__Dokument__.
⟨
Archivarbeit gegen das Vergessen: Professor Viktor Kirillow. Foto: Pressebild
Bis zur Mitte des 20. Jahrhunderts war die deutsche Minderheit eine der zahlenstärksten in der Sowjetunion. 1924 billigten die Bolschewiken gar die Gründung einer „Autonomen Republik der Wolgadeutschen“, was allerdings die späteren Repressalien gegenüber den sowjetischen Deutschen nicht verhinderte.
Am 28. August 1941 legte der Oberste Sowjet den Erlass „Über die Umsiedlung der Deutschen aus der Wolgaregion“ vor. Die Strategie der Behörden: Angeblich hatte man in diesem Volk Tausende Saboteure und Spione entlarvt. Im Herbst wurden 433 000 Menschen in den Ural, nach Sibirien und Kasachstan deportiert. Den einen ließ man nicht einmal Zeit, ihre Koffer zu packen, andere konnten immerhin Lebensmittel für unterwegs, Kleidung und Haushaltsgerät mitnehmen.
⟩
__Ausgewählte Zeilen__.
⟨
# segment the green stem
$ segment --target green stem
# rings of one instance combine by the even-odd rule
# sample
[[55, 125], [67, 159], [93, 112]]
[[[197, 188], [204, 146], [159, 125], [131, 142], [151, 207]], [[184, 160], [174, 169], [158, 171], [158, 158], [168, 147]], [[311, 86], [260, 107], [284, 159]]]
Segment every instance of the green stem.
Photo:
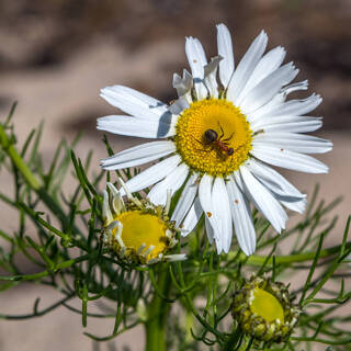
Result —
[[39, 273], [33, 273], [33, 274], [25, 274], [25, 275], [4, 275], [1, 276], [0, 275], [0, 281], [13, 281], [13, 282], [18, 282], [18, 281], [35, 281], [35, 280], [39, 280], [43, 279], [45, 276], [48, 276], [59, 270], [64, 270], [67, 269], [76, 263], [82, 262], [82, 261], [87, 261], [87, 260], [95, 260], [99, 256], [98, 251], [94, 251], [92, 253], [88, 253], [88, 254], [83, 254], [81, 257], [78, 257], [77, 259], [71, 259], [61, 263], [56, 264], [52, 270], [47, 270], [47, 271], [43, 271]]
[[13, 144], [10, 141], [7, 133], [3, 129], [3, 126], [0, 124], [0, 143], [3, 150], [9, 155], [15, 168], [21, 172], [24, 180], [33, 188], [34, 190], [38, 190], [41, 188], [41, 183], [34, 177], [30, 168], [23, 161], [20, 154], [16, 151]]
[[41, 182], [37, 180], [35, 174], [31, 171], [30, 167], [25, 163], [19, 151], [13, 146], [13, 143], [9, 139], [3, 126], [0, 124], [0, 145], [2, 149], [8, 154], [14, 167], [22, 174], [25, 182], [32, 188], [46, 206], [58, 217], [64, 230], [69, 227], [69, 219], [64, 213], [60, 206], [54, 201], [54, 199], [47, 193], [46, 189], [43, 188]]
[[[168, 296], [170, 291], [170, 276], [168, 274], [168, 264], [159, 264], [157, 285], [162, 296]], [[147, 307], [147, 320], [145, 322], [146, 351], [166, 351], [166, 324], [169, 313], [169, 304], [154, 294], [152, 301]]]

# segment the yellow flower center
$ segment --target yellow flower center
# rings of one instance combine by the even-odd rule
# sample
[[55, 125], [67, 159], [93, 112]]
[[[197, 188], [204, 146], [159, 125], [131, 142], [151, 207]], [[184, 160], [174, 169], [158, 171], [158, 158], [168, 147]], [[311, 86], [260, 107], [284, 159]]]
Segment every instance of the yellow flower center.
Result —
[[167, 249], [167, 226], [156, 215], [141, 211], [128, 211], [120, 214], [115, 220], [120, 220], [123, 225], [122, 240], [126, 247], [126, 254], [143, 256], [150, 247], [154, 247], [150, 253], [145, 254], [145, 259], [148, 261], [157, 258]]
[[176, 128], [178, 152], [201, 173], [228, 176], [248, 159], [252, 148], [246, 116], [227, 100], [193, 102], [182, 112]]
[[253, 290], [250, 309], [253, 314], [262, 317], [268, 322], [276, 319], [279, 319], [281, 324], [284, 322], [282, 305], [275, 296], [262, 288], [256, 287]]

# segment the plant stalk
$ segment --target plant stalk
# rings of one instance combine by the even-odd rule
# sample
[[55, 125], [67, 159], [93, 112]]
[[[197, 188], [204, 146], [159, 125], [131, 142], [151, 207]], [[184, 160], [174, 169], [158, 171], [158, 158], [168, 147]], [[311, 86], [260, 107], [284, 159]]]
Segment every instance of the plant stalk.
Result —
[[[158, 270], [158, 290], [167, 297], [171, 286], [168, 264], [161, 263], [156, 269]], [[155, 293], [151, 303], [147, 307], [147, 320], [145, 322], [146, 351], [167, 351], [166, 324], [169, 312], [169, 304]]]

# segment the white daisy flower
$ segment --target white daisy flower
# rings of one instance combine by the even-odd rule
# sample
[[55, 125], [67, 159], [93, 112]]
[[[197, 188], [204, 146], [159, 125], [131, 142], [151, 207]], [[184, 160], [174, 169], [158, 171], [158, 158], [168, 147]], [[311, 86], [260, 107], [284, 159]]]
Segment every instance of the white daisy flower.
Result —
[[136, 192], [155, 184], [148, 199], [161, 205], [168, 191], [174, 194], [184, 185], [171, 219], [185, 236], [204, 213], [208, 239], [218, 253], [228, 252], [233, 227], [242, 251], [254, 251], [250, 202], [278, 233], [287, 220], [283, 207], [304, 212], [306, 195], [268, 165], [328, 172], [326, 165], [305, 155], [332, 148], [330, 141], [304, 134], [321, 126], [320, 117], [305, 115], [321, 98], [286, 101], [291, 92], [306, 90], [307, 81], [291, 84], [298, 70], [292, 63], [282, 66], [285, 50], [280, 46], [263, 55], [267, 42], [262, 31], [235, 68], [224, 24], [217, 25], [218, 56], [210, 63], [200, 41], [188, 37], [191, 73], [173, 76], [179, 99], [170, 105], [122, 86], [101, 91], [129, 116], [101, 117], [99, 129], [160, 139], [109, 157], [102, 167], [116, 170], [165, 158], [126, 185]]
⟩
__Aufgabe__.
Fasse den Text über die Wolgadeutschen in zwei Sätzen zusammen.

__Lösung__.
Bis zur Mitte des 20. Jahrhunderts gehörte die deutsche Minderheit zu den zahlenstärksten in der Sowjetunion, und 1924 billigten die Bolschewiken sogar die Gründung einer „Autonomen Republik der Wolgadeutschen“, was spätere Repressalien jedoch nicht verhinderte. Nach dem Erlass des Obersten Sowjets vom 28. August 1941 „Über die Umsiedlung der Deutschen aus der Wolgaregion“, begründet mit angeblich entlarvten Saboteuren und Spionen, wurden im Herbst 433 000 Menschen in den Ural, nach Sibirien und Kasachstan deportiert.